=== Problem to solve ===
Format the rows from the start through the line containing "202], [204, 171]]]" as a JSON list of strings, one string per line, with blank lines omitted. Include both ends of that range.

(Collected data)
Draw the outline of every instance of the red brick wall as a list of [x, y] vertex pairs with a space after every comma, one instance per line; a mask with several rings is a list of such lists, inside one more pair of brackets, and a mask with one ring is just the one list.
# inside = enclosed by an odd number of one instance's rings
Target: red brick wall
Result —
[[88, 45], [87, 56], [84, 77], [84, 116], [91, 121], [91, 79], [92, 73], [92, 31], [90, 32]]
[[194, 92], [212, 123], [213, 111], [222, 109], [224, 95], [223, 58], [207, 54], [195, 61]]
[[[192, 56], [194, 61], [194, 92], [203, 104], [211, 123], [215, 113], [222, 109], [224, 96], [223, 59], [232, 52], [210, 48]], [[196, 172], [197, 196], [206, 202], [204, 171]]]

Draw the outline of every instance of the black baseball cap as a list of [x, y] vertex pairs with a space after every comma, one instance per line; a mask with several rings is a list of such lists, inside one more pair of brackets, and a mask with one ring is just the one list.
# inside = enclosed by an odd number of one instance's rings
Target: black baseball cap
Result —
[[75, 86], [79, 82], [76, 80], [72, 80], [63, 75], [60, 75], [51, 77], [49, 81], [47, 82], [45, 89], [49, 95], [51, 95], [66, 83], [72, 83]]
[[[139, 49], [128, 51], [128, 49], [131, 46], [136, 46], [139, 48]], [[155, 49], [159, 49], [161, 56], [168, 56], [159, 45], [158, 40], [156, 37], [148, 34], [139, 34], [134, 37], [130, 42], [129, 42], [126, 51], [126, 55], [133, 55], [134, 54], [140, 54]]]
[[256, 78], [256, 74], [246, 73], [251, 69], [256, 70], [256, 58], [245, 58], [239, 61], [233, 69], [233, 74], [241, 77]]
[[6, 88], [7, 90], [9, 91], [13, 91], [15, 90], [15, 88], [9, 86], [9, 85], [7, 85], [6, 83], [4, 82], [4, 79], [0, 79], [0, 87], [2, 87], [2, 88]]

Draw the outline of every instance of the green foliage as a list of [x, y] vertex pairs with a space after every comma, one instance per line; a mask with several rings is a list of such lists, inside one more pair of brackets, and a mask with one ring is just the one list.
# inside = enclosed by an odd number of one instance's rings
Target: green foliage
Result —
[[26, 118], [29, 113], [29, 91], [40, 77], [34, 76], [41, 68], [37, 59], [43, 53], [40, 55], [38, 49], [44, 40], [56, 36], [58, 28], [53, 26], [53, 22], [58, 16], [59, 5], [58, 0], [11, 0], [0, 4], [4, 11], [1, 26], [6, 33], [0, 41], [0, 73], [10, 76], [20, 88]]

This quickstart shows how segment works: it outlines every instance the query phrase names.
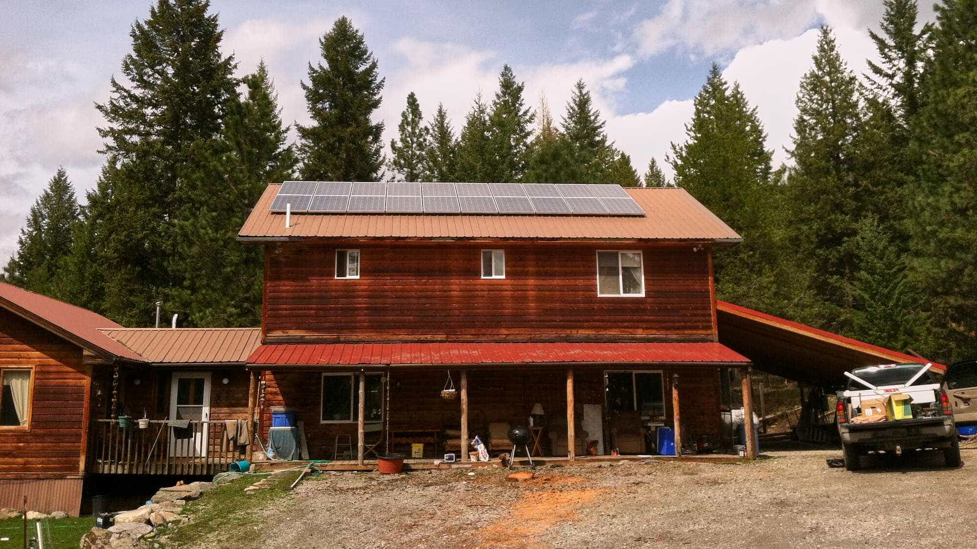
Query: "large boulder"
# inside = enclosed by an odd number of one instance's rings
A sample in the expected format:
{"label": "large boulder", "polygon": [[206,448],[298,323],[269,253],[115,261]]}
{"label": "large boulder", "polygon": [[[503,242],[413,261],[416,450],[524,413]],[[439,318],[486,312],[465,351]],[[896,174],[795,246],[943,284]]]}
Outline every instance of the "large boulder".
{"label": "large boulder", "polygon": [[133,509],[132,511],[125,511],[115,515],[115,524],[120,525],[125,523],[137,523],[145,525],[149,522],[149,514],[151,513],[152,509],[150,509],[149,505],[144,505],[139,509]]}

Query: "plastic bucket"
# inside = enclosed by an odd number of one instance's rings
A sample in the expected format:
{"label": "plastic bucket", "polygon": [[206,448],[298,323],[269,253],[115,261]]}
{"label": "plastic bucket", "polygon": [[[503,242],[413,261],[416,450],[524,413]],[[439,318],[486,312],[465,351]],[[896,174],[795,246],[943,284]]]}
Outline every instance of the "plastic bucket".
{"label": "plastic bucket", "polygon": [[246,459],[235,461],[228,466],[228,471],[234,473],[247,473],[251,469],[251,464]]}
{"label": "plastic bucket", "polygon": [[389,453],[376,457],[377,469],[384,475],[397,475],[404,470],[404,454]]}

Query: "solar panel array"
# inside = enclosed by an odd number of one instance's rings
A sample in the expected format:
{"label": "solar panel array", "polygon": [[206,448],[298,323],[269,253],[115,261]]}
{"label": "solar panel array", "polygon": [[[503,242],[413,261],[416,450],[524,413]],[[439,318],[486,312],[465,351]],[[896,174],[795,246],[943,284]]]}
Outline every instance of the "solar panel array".
{"label": "solar panel array", "polygon": [[273,212],[643,216],[619,185],[286,181]]}

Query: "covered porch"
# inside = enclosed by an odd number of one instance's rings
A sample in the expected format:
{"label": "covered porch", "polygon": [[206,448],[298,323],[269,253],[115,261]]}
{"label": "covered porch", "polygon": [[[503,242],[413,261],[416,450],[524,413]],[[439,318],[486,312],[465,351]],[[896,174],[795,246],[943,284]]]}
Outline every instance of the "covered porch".
{"label": "covered porch", "polygon": [[723,379],[750,383],[749,361],[716,343],[266,345],[250,361],[261,439],[281,406],[301,422],[302,459],[350,468],[390,452],[465,463],[475,437],[492,457],[511,453],[515,426],[531,428],[533,459],[648,458],[662,429],[680,456],[707,455],[731,447]]}

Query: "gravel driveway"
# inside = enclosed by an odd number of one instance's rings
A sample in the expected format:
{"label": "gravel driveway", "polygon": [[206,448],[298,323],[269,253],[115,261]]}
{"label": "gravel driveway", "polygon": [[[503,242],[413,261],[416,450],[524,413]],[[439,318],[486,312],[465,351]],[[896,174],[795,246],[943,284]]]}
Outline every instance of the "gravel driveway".
{"label": "gravel driveway", "polygon": [[[257,513],[256,547],[962,546],[977,450],[850,473],[839,450],[767,451],[742,464],[628,462],[323,474]],[[968,459],[972,458],[972,459]],[[216,527],[217,525],[215,525]],[[206,540],[201,540],[206,546]]]}

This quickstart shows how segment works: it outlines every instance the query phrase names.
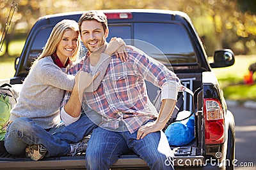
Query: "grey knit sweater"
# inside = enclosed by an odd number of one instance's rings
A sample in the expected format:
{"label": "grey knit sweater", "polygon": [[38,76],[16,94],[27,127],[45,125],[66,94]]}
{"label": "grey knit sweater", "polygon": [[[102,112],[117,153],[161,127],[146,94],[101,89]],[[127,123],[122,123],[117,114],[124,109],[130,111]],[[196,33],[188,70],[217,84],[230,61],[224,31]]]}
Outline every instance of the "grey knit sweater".
{"label": "grey knit sweater", "polygon": [[44,129],[59,123],[64,90],[71,91],[74,84],[74,76],[66,72],[67,69],[57,66],[51,57],[39,60],[23,83],[10,120],[28,117]]}

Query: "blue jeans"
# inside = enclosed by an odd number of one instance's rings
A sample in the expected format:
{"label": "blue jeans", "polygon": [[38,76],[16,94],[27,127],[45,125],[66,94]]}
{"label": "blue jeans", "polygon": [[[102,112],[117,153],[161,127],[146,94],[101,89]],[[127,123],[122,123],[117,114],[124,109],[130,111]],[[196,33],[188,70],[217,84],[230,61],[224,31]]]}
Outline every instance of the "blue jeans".
{"label": "blue jeans", "polygon": [[45,157],[67,155],[70,150],[70,143],[81,140],[97,127],[85,114],[68,126],[62,123],[48,132],[32,119],[20,117],[8,127],[4,146],[10,153],[21,155],[28,145],[42,144],[48,151]]}
{"label": "blue jeans", "polygon": [[119,156],[131,150],[143,159],[150,169],[173,169],[166,166],[166,157],[157,151],[160,132],[137,140],[137,131],[115,132],[101,127],[93,129],[86,149],[86,169],[109,169]]}

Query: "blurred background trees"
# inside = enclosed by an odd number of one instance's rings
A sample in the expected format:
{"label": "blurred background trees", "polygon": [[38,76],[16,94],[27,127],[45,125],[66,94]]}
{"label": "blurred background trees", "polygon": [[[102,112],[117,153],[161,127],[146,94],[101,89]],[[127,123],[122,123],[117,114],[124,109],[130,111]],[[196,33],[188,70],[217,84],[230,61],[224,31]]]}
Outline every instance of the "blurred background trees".
{"label": "blurred background trees", "polygon": [[[105,9],[154,8],[184,11],[190,17],[208,55],[219,48],[236,55],[256,53],[255,0],[19,0],[5,45],[24,39],[42,16],[57,13]],[[2,36],[13,0],[0,0]],[[8,52],[8,50],[6,50]]]}

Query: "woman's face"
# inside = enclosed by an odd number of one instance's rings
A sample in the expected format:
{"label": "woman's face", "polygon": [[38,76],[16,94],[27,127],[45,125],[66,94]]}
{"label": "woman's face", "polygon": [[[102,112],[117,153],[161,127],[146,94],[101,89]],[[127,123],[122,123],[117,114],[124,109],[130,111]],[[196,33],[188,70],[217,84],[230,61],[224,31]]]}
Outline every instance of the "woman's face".
{"label": "woman's face", "polygon": [[67,60],[77,50],[79,33],[72,29],[64,31],[56,48],[58,57],[61,60]]}

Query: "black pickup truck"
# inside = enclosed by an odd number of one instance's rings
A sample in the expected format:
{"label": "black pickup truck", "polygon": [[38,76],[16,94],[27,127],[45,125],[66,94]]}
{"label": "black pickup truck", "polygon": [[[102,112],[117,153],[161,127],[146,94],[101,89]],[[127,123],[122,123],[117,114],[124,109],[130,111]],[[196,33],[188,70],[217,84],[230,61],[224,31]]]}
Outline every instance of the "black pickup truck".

=== Finished answer ===
[
  "Draw the outline of every instance of the red brick wall as a list of [x, y] vertex pairs with a space after every comma, one instance per line; a mask with several rings is a list of such lists, inside one more pair of brackets, and a mask with one ring is just the one list.",
  "# inside = enclosed by an odd number of one instance's rings",
  "Target: red brick wall",
  "Result —",
  "[[88, 45], [87, 56], [84, 77], [84, 116], [91, 121], [91, 79], [92, 73], [92, 31], [90, 32]]",
  "[[194, 92], [212, 123], [213, 111], [222, 109], [224, 95], [223, 58], [207, 54], [195, 61]]",
  "[[[192, 56], [194, 61], [194, 92], [203, 104], [211, 123], [215, 113], [222, 109], [224, 96], [223, 59], [232, 52], [210, 48]], [[196, 172], [197, 196], [206, 202], [204, 171]]]"
]